=== TASK STATEMENT ===
If a line of the records contains the word "white", list it.
╭─ SOURCE INFORMATION
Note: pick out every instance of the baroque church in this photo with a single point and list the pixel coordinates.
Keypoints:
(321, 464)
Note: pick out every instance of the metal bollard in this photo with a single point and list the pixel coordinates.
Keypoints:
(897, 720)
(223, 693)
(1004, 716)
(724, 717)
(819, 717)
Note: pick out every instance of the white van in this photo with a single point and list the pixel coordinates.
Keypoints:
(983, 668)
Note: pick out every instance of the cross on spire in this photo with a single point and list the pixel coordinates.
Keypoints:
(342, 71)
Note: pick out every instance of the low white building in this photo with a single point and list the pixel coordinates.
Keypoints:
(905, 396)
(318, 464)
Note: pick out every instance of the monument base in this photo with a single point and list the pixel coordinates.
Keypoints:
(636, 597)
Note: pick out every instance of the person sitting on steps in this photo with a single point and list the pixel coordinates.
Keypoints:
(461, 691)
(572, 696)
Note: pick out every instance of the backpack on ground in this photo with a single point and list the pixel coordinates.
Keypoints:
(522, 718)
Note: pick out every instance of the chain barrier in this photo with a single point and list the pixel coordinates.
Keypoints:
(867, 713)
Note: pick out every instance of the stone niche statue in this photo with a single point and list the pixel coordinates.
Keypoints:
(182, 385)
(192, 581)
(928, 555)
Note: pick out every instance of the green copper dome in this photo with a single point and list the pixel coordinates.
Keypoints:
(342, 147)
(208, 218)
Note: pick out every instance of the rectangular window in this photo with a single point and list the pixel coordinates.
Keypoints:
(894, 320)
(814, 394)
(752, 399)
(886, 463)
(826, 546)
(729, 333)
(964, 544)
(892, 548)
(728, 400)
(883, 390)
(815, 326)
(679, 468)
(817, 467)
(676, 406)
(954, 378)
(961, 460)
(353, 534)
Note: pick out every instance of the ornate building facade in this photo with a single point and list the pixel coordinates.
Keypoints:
╰─
=== ANSWER SPACE ===
Note: pick out every instance of the white van in this photo with a single point and list the pixel coordinates.
Note: pick out every instance of the low white building in this photo with a single point and list the pixel coordinates.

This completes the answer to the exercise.